## PASSAGE FOR REVIEW
Historical Marker

Bruni

Marker installed: 2009

This historic settlement was named for Antonio Mateo Bruni (1856-1931), a native of Bozzi, Emilia-Romagna, Italy. Bruni's parents died when he was a young boy, and in 1872, he moved to San Antonio to live with an uncle. Five years later, Bruni, along with his brother Luigi, moved to Laredo, where they opened a mercantile store. Antonio Bruni married Consolacion Henry in 1879, and the couple had nine children. Bruni acquired interest in the sheep and cattle industry, and was appointed Webb County tax assessor in 1882. Bruni went on to serve as a county commissioner and as county treasurer. The Texas Mexican Railroad built a station on one of Bruni's ranches ca. 1881, and Bruni took the opportunity to open a commissary at the site. When the first school in the area opened in 1886, the fledgling settlement was called Bruniville. A post office was first established in 1900, and Moglia Lodovico served as the first postmaster. In 1922, the Bruni Townsite Company, established by C. R. Cole and Dudley Tyng, purchased and surveyed over 150 acres approximately one quarter mile west of the site of the school and post office that had already been built. The discovery of oil in the area during the 1920s brought growth to the town of Bruni. Mining of commercial-grade uranium beginning in the 1970s gave the area another economic boost. In 1974 the Bruni, Torrecillas (Oil Town) and Aguilares school districts joined to form the Webb Consolidated Independent School District. When the Mirando schools joined the district in 2005, the Bruni-based WCISD became the only education facilities operating outside of Laredo in Webb County. (2009).

## Data entries
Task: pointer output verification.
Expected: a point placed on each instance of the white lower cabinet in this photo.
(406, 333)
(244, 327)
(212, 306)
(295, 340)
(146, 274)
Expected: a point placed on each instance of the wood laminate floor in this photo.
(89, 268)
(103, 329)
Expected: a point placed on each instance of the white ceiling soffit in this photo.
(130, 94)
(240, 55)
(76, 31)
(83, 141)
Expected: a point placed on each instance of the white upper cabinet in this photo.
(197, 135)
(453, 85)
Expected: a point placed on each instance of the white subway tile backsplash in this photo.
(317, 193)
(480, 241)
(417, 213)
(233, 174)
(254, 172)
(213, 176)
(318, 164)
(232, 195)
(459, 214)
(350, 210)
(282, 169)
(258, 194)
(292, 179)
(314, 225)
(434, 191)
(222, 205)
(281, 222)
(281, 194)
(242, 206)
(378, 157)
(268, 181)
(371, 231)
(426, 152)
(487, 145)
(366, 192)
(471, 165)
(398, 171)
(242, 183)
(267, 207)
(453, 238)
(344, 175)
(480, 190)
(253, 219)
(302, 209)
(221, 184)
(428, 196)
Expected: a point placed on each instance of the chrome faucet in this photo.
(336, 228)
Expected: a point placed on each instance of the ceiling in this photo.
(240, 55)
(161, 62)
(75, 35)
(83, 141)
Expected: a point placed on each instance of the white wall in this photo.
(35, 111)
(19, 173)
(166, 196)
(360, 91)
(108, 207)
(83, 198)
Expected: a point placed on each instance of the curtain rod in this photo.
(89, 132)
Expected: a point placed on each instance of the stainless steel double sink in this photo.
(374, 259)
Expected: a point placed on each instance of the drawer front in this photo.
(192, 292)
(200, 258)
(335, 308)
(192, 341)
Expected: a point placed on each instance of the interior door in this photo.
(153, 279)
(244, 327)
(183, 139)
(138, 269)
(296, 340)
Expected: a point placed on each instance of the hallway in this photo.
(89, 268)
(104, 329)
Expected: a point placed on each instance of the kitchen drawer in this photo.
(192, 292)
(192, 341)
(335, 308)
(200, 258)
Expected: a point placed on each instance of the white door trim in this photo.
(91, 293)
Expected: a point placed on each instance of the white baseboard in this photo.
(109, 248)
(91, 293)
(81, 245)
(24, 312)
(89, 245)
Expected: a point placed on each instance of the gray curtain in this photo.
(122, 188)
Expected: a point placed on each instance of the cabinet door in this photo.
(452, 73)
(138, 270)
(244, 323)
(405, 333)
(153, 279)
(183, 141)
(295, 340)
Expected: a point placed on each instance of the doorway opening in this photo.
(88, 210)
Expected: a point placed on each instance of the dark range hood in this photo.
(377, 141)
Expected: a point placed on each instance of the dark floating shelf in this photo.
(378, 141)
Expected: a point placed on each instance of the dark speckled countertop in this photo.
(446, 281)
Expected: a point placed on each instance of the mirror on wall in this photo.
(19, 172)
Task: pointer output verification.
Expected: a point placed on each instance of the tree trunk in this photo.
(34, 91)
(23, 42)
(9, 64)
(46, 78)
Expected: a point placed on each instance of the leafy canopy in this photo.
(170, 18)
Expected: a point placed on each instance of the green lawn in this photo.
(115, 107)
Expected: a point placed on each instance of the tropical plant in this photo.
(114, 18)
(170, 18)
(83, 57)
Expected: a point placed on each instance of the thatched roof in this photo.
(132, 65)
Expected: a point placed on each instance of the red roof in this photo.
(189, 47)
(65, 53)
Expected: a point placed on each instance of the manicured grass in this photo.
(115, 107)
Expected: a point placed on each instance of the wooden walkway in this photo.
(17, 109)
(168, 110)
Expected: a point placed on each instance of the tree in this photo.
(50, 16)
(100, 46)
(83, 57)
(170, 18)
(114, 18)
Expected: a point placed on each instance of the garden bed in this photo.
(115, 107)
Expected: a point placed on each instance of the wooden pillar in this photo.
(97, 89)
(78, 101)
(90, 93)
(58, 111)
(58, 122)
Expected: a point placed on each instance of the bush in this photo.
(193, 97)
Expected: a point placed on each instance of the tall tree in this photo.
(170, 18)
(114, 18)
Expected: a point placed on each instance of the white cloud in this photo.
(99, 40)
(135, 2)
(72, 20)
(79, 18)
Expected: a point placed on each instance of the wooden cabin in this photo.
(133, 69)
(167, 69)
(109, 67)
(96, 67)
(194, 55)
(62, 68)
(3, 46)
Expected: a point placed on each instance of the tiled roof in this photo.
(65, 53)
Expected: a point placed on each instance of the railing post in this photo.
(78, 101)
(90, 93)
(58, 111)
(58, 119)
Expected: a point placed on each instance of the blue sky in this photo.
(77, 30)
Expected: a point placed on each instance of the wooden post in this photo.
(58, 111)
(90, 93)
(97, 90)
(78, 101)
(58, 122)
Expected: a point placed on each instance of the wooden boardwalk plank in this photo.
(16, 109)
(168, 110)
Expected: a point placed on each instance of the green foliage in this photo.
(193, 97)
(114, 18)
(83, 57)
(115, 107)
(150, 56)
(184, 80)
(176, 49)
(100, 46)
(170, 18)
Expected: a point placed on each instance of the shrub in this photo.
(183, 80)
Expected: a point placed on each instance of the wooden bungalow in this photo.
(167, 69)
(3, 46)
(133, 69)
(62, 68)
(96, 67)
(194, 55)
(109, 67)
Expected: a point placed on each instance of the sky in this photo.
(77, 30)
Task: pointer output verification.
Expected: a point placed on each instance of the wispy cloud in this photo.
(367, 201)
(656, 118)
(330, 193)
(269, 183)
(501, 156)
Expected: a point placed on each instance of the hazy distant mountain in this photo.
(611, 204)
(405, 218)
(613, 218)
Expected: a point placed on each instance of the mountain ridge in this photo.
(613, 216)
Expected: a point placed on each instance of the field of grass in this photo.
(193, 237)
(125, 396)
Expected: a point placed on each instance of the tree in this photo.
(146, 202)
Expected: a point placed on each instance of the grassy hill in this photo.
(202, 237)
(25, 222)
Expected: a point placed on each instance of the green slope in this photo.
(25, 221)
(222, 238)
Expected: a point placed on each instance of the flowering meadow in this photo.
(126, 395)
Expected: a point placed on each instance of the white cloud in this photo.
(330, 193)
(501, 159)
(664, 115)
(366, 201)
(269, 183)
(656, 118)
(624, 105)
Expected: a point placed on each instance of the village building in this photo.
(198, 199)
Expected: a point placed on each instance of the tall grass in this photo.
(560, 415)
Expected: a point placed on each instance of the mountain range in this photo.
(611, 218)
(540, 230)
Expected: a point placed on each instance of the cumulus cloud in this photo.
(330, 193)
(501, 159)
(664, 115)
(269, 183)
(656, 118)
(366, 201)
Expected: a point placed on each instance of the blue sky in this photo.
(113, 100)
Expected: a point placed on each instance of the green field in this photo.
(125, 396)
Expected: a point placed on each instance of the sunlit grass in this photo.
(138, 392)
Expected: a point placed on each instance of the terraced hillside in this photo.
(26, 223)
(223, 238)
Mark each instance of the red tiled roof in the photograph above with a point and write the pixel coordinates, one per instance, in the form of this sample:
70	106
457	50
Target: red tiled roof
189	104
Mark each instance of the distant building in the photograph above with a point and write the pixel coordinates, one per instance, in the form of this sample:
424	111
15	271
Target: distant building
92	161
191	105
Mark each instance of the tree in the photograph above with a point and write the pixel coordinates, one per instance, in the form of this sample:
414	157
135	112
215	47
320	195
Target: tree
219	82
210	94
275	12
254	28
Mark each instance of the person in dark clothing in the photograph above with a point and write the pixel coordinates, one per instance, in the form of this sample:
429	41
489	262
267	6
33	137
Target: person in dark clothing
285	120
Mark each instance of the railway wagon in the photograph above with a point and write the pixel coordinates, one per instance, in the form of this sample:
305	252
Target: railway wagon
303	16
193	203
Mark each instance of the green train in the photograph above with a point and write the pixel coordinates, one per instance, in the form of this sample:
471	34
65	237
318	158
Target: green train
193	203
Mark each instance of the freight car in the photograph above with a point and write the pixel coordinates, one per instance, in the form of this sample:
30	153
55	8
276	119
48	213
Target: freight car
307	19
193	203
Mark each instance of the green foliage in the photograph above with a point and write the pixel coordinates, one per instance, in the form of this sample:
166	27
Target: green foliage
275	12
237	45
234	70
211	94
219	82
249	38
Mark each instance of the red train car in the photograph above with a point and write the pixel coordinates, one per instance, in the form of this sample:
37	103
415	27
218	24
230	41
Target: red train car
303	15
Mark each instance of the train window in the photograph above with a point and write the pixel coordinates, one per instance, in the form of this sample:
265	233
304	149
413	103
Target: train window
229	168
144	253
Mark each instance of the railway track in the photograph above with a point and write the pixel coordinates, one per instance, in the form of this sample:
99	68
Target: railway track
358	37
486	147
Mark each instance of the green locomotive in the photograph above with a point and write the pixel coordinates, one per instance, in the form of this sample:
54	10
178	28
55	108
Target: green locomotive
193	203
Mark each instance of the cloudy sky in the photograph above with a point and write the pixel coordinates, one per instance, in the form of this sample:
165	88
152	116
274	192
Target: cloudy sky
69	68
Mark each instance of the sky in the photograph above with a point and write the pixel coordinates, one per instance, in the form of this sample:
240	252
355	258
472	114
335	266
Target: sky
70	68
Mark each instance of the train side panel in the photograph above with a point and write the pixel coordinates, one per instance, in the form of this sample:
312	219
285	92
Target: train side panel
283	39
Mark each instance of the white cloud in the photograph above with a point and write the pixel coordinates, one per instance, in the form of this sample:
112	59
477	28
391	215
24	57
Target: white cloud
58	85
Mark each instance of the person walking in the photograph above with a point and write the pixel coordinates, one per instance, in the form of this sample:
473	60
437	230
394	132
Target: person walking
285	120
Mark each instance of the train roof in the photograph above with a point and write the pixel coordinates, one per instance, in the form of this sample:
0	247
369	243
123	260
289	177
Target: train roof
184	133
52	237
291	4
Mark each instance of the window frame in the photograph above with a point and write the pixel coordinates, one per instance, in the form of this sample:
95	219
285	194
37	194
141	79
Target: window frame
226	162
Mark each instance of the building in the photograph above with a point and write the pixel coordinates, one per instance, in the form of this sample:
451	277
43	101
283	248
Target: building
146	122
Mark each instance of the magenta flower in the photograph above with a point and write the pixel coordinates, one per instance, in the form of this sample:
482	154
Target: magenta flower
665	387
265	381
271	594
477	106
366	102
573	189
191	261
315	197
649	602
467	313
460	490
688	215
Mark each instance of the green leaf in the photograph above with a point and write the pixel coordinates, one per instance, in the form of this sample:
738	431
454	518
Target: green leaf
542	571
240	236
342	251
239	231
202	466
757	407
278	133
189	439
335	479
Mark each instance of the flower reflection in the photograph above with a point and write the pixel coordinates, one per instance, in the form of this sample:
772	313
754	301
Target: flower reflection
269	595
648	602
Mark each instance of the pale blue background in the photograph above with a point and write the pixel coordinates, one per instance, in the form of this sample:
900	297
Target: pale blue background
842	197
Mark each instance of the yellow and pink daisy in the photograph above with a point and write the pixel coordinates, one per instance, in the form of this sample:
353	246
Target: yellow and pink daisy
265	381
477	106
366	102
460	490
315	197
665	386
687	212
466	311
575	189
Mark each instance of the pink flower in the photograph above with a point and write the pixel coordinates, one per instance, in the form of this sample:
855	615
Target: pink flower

## WORK ORDER
Render this sentence from the Bruni historical marker in Spanish: "The discovery of oil in the area during the 1920s brought growth to the town of Bruni."

## TASK OUTPUT
El descubrimiento de petróleo en la zona durante la década de 1920 trajo crecimiento al pueblo de Bruni.